-- Start --
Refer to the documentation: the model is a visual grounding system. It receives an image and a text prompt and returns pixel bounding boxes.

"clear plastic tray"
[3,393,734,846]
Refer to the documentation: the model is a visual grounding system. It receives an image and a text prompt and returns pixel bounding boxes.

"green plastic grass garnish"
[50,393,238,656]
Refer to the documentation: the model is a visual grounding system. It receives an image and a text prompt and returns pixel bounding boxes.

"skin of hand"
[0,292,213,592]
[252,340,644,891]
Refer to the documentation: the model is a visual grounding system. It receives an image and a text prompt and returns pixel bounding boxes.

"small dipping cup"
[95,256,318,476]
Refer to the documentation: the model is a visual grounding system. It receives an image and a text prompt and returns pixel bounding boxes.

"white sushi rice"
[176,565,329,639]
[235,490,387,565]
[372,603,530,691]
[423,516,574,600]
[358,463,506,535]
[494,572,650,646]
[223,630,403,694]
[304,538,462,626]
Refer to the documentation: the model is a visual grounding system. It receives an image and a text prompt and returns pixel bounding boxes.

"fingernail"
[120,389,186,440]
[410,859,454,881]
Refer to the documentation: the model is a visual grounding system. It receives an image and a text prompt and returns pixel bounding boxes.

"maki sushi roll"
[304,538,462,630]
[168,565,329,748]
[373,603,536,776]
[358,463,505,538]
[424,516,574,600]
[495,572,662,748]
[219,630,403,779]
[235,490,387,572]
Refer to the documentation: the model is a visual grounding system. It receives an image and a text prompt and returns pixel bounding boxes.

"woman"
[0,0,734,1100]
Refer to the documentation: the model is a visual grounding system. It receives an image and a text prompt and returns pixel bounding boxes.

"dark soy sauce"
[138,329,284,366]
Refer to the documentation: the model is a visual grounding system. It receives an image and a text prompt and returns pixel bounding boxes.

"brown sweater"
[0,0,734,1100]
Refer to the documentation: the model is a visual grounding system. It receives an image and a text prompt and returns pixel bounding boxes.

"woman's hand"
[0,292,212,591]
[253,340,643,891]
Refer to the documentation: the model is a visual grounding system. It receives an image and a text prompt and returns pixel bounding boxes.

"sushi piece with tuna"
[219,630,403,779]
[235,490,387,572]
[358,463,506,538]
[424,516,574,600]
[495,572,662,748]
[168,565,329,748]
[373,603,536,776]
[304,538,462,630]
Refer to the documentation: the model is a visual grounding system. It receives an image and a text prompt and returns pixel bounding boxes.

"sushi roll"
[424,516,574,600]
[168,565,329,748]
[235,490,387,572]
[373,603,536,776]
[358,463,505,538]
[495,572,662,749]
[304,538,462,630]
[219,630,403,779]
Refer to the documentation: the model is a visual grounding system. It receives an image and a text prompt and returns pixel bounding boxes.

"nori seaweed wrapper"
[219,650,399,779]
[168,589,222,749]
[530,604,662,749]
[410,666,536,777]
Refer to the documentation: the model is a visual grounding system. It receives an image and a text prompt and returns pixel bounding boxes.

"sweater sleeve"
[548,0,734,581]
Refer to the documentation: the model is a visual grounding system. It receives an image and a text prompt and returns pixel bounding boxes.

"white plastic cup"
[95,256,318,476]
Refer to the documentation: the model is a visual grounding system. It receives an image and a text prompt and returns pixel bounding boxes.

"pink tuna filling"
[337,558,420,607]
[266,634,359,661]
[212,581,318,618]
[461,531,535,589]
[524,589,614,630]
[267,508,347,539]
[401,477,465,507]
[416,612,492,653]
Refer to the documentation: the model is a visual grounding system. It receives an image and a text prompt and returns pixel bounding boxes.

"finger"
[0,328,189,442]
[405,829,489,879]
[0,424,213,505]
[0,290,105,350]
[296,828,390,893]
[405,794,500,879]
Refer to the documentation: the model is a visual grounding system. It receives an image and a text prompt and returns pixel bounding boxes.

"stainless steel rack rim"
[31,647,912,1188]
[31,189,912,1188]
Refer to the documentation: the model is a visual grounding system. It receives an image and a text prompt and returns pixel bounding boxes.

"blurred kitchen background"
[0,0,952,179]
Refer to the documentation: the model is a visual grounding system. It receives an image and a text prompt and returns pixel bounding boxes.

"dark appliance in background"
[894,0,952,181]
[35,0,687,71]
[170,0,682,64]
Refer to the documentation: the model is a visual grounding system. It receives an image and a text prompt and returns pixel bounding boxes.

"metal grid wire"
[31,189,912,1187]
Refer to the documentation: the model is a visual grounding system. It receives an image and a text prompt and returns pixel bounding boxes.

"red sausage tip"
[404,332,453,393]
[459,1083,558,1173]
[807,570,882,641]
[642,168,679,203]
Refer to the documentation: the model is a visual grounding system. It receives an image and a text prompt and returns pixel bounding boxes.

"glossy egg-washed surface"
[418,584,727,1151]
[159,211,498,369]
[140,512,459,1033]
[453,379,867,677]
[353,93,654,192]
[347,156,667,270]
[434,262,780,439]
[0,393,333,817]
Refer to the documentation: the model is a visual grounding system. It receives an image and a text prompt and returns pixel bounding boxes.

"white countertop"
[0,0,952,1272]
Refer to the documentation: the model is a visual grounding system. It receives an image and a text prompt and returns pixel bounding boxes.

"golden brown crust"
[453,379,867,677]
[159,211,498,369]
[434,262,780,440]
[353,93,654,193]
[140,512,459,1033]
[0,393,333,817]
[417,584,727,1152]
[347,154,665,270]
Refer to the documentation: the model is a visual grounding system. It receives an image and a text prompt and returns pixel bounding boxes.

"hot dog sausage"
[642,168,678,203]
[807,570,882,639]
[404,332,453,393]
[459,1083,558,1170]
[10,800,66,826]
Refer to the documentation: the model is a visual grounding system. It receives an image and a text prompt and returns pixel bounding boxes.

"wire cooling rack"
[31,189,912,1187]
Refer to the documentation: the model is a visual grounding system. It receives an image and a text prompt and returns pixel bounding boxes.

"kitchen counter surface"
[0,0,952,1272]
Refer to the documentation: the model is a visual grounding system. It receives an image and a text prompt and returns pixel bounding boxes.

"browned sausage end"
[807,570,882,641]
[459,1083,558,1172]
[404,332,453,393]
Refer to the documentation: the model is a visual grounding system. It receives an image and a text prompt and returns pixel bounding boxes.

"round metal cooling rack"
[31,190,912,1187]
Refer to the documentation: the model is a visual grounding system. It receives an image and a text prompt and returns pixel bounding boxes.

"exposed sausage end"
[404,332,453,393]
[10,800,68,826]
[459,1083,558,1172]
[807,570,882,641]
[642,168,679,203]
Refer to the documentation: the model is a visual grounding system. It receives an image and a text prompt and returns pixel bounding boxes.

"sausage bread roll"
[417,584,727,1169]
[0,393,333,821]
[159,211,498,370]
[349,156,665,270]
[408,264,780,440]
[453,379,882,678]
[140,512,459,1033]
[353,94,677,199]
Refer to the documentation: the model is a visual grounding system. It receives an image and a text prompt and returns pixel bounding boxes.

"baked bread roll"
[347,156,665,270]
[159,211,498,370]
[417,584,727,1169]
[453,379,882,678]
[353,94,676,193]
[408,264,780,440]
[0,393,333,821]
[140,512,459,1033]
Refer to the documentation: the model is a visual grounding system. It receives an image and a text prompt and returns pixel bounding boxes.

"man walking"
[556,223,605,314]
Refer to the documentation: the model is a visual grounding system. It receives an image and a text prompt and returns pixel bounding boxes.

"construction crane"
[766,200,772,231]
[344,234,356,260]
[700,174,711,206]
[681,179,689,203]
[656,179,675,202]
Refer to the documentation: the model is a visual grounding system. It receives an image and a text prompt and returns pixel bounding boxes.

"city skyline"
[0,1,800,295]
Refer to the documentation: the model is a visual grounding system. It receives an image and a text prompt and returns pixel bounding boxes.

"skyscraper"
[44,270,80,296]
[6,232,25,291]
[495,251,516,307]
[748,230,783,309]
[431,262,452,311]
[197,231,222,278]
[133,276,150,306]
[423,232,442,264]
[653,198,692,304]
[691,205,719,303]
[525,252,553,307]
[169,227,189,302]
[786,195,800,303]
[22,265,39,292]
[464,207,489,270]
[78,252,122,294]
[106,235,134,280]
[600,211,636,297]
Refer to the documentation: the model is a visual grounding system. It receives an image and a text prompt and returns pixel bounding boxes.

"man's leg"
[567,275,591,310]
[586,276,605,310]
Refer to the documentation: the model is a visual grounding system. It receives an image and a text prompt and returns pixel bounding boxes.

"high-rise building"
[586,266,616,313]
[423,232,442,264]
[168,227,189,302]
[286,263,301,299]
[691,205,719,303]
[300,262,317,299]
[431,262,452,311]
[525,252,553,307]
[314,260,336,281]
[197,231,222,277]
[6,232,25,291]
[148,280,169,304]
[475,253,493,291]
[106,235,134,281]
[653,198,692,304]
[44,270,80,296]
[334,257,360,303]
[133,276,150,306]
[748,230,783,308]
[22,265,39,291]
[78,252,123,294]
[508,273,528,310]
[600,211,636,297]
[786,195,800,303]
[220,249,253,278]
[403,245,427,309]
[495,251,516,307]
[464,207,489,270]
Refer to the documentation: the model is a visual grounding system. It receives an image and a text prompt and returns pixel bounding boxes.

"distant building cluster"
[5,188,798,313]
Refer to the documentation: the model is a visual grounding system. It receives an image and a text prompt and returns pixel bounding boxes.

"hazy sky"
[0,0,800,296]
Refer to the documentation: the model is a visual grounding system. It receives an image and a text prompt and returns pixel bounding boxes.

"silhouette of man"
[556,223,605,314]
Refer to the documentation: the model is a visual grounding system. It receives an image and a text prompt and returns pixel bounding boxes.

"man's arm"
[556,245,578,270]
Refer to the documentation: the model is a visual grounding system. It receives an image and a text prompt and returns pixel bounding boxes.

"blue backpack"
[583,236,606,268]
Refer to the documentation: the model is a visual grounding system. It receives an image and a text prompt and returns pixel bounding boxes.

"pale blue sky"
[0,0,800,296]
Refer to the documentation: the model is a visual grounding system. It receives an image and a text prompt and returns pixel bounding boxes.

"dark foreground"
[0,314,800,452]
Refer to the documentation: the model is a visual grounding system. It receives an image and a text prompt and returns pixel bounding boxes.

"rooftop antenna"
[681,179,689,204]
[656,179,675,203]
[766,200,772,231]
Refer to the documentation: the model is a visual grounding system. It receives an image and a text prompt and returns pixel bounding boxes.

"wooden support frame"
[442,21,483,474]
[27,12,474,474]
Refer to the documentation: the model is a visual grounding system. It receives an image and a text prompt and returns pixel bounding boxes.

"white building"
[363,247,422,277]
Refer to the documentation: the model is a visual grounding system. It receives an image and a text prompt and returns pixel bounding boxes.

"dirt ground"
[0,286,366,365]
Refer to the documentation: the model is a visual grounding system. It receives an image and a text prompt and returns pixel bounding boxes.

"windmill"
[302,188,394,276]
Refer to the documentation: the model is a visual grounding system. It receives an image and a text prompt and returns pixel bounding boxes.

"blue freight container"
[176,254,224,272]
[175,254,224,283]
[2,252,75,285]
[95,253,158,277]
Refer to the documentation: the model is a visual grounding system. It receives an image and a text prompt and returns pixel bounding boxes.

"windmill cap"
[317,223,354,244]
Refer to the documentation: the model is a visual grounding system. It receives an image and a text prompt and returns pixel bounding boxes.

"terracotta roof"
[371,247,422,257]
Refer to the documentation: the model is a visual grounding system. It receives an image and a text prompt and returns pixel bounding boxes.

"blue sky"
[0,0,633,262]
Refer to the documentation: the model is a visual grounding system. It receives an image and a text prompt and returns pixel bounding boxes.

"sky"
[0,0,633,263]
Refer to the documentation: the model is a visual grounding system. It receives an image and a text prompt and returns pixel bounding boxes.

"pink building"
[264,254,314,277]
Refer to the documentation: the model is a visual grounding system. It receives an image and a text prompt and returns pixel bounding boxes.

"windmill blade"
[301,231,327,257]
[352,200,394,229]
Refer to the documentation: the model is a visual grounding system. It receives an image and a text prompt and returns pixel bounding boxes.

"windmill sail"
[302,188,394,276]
-- End --
EXERCISE REQUIREMENTS: Report every line of the listing above that contains the word "sausage".

REPLY:
"red sausage tip"
"hot dog sausage"
"browned sausage end"
"exposed sausage end"
"sausage bread roll"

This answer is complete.